On Thu, Jan 14, 2010 at 10:01 PM, Shashikant Kore <sh...@gmail.com> wrote:
> The first problem seems to be index version incompatibility.
>
> Since you created index with Lucene 3.0, you will need the same
> version to read the index. It seem while creating the vectors, the
> version of Lucene is lower than that.  Can you check if you are using
> the same lucene jar while creating vector?
>
> Not sure what the second problem is.
>
> --shashi
>
> On Fri, Jan 15, 2010 at 11:11 AM, Rob Ennals <ro...@gmail.com> wrote:
>> Hi Guys,
>>
>> I'm totally new to Mahout so I'm running into what I expect are newbie issues.
>>
>> To get started with clustering, I tried importing some indexes from Lucene.

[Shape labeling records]
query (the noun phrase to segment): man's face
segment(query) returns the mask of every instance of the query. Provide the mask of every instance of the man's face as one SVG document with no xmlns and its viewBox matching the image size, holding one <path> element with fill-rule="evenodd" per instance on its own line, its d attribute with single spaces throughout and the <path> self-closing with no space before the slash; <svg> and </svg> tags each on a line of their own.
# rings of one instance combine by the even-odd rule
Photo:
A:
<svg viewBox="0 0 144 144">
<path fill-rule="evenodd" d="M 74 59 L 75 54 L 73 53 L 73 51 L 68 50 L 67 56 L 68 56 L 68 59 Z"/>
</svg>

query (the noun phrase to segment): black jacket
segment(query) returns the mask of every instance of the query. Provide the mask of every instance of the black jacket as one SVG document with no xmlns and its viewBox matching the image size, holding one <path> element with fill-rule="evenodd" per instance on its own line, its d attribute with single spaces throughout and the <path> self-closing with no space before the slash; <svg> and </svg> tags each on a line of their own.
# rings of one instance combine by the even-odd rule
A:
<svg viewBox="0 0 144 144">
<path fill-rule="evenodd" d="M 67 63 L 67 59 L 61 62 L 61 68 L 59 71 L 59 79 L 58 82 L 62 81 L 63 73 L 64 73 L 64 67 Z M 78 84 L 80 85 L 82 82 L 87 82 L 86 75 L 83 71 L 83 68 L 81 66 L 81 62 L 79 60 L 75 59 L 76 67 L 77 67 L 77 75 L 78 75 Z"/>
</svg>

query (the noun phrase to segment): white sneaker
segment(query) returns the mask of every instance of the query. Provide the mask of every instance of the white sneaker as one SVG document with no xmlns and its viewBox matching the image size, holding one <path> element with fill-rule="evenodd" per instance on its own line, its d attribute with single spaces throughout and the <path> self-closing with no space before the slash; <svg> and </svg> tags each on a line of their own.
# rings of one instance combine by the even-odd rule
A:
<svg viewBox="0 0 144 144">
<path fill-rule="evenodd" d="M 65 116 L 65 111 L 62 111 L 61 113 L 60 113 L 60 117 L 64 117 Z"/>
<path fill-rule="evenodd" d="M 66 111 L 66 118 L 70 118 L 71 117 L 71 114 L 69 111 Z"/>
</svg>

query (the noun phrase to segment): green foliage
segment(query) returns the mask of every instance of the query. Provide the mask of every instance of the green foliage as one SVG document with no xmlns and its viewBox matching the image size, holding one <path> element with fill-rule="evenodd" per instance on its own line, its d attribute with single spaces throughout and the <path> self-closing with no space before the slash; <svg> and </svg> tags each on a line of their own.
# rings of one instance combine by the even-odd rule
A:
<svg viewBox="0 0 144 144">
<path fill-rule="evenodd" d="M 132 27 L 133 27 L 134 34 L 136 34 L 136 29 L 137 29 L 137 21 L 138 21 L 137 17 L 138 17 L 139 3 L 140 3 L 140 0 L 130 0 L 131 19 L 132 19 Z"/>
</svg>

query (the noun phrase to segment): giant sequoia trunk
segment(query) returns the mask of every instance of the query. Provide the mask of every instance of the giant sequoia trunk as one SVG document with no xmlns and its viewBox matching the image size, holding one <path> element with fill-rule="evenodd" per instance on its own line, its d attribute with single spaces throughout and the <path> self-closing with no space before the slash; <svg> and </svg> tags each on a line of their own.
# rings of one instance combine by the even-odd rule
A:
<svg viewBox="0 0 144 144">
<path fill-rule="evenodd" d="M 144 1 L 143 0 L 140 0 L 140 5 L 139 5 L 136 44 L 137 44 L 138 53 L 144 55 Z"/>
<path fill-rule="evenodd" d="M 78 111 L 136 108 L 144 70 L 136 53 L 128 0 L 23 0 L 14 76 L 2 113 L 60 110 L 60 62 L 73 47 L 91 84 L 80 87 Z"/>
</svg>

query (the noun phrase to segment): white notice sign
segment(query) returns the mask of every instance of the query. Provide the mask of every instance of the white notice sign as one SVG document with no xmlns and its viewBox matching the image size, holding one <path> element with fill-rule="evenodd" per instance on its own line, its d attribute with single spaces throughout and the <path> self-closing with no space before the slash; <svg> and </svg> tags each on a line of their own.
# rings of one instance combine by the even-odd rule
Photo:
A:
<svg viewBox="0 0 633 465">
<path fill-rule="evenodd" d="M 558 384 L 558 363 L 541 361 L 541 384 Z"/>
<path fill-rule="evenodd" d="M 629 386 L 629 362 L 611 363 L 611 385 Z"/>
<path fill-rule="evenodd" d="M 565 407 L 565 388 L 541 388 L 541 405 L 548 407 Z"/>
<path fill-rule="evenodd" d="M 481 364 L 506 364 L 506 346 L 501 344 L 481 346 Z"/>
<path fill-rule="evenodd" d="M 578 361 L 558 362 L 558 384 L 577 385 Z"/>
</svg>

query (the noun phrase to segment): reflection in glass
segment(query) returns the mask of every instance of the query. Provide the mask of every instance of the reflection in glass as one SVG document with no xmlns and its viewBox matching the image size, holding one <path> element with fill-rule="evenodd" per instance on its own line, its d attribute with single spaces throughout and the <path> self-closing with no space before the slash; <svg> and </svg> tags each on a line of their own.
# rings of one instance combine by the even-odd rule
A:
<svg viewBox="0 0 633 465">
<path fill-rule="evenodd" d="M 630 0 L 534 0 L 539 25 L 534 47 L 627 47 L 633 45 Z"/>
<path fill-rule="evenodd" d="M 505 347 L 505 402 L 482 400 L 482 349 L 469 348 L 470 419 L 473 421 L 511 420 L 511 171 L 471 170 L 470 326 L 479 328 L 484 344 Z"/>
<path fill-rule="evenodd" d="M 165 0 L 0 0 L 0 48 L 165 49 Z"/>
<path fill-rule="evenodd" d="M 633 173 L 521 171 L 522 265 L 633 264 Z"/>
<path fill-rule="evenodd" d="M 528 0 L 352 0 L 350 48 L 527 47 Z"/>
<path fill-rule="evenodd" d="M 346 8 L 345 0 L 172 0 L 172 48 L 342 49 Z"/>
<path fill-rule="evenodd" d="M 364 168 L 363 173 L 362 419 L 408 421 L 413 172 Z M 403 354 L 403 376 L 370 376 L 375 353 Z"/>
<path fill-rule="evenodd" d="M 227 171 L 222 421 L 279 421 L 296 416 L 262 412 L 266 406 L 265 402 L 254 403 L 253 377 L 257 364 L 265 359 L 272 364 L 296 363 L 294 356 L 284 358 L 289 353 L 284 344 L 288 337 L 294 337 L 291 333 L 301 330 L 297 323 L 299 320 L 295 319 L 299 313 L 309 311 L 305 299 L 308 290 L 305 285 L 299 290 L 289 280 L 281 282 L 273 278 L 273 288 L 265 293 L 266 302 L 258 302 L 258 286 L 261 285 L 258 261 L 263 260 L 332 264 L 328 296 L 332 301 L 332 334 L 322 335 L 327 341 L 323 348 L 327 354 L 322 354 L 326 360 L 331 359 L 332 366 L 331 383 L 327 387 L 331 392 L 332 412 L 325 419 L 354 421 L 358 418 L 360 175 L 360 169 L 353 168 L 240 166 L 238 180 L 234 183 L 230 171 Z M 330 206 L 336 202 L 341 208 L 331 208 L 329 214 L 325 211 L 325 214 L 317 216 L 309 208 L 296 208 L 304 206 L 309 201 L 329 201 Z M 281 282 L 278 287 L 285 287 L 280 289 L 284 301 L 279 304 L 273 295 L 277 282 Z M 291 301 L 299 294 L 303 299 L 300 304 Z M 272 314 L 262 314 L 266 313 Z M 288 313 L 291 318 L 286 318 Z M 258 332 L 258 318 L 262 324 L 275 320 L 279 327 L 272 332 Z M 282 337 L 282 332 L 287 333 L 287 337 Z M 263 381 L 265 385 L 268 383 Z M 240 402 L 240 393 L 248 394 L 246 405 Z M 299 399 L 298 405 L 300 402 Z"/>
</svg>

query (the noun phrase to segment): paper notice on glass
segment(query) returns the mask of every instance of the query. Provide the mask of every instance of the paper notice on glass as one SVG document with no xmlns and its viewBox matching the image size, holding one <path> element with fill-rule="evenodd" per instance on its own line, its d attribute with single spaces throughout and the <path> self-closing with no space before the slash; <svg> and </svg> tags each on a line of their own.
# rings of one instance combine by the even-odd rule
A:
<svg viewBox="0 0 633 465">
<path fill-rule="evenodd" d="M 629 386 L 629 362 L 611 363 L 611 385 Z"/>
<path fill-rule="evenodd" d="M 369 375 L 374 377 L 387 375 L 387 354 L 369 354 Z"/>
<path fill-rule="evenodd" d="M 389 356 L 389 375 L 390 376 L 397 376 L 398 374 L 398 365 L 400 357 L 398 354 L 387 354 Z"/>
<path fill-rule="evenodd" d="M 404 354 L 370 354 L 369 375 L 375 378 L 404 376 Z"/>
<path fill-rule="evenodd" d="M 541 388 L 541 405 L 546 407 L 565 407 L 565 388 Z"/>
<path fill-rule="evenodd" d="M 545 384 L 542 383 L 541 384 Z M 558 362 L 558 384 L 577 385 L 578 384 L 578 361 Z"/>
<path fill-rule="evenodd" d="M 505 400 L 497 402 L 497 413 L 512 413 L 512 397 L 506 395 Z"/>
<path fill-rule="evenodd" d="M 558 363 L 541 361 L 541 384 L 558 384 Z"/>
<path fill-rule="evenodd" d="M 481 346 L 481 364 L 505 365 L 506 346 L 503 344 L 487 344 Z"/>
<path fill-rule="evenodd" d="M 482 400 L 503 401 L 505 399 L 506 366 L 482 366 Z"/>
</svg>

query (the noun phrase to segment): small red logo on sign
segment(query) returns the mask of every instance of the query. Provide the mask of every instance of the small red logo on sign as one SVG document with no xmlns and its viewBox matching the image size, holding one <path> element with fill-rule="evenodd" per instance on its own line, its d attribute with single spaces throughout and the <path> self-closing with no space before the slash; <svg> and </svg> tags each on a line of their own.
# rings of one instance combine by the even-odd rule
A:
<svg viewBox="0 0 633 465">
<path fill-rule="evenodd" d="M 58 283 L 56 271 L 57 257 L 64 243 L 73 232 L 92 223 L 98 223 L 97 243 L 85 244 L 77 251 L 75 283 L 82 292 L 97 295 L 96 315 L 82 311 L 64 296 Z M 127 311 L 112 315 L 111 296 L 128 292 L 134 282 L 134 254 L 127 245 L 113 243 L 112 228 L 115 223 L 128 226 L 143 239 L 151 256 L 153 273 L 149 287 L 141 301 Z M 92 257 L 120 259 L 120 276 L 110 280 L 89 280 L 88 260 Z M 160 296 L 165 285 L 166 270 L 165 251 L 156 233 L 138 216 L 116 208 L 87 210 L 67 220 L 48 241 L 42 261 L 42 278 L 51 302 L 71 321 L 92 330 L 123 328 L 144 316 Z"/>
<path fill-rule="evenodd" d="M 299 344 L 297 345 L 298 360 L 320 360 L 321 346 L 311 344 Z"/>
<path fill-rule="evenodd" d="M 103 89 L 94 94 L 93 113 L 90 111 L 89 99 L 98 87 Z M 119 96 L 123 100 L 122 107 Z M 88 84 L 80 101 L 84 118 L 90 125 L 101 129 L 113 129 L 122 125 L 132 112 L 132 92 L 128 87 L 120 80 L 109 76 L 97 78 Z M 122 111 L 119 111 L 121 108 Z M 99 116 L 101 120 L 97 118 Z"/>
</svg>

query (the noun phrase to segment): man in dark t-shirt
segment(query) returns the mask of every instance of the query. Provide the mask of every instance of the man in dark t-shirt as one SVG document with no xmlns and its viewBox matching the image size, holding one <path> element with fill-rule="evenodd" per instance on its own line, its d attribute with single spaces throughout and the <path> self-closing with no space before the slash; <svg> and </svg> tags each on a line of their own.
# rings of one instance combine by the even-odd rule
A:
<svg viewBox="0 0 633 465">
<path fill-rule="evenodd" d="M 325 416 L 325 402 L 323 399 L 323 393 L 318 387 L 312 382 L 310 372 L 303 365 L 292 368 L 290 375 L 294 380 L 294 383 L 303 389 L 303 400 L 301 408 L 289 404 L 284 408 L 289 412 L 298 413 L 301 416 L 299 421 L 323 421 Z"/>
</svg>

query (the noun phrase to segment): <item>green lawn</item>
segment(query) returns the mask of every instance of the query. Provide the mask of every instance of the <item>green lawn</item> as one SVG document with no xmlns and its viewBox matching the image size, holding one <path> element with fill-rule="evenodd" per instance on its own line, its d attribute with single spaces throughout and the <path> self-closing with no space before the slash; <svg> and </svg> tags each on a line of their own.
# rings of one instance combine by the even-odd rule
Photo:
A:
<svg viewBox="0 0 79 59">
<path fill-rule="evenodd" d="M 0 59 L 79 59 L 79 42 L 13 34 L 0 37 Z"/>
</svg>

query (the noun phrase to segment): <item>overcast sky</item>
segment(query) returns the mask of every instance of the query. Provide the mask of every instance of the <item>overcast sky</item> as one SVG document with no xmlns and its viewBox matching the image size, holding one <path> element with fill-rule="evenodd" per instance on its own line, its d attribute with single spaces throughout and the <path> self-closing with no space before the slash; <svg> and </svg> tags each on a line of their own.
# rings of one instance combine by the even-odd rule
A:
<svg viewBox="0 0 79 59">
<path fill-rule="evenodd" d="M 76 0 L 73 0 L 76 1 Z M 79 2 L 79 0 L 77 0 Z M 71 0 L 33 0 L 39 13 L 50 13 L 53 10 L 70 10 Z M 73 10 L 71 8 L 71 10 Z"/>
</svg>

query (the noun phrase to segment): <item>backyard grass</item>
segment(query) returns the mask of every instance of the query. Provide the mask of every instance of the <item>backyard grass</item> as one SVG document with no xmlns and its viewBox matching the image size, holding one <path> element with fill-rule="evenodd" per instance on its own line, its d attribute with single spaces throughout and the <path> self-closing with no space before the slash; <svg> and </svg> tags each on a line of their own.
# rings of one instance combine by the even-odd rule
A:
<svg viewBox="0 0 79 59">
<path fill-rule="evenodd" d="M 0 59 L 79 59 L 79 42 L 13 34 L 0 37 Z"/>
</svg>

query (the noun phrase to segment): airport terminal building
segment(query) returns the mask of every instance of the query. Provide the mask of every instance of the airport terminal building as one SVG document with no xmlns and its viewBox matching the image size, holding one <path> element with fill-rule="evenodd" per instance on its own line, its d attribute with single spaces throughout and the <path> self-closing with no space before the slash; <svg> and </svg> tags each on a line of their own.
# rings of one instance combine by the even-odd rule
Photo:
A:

## WHAT YOU WILL DO
a - According to the Mahout thread, why is the user asked to check which Lucene jar is used while creating the vectors? Answer in one to three sentences.
b - In the listing, switch "reflection in glass" to "reflection in window" in the stretch from the line containing "query (the noun phrase to segment): reflection" through the line containing "630 0 L 534", and give back only those lines with nothing else changed.

## TASK RESULTS
a - The index was created with Lucene 3.0, and reading it requires that same version. The version used while creating the vectors appears to be lower than 3.0, which would cause an index version incompatibility.

b -
query (the noun phrase to segment): reflection in window
segment(query) returns the mask of every instance of the query. Provide the mask of every instance of the reflection in window as one SVG document with no xmlns and its viewBox matching the image size, holding one <path> element with fill-rule="evenodd" per instance on its own line, its d attribute with single spaces throughout and the <path> self-closing with no space before the slash; <svg> and </svg> tags each on a line of their own.
# rings of one instance combine by the even-odd rule
A:
<svg viewBox="0 0 633 465">
<path fill-rule="evenodd" d="M 630 0 L 534 0 L 539 25 L 534 47 L 627 47 L 633 45 Z"/>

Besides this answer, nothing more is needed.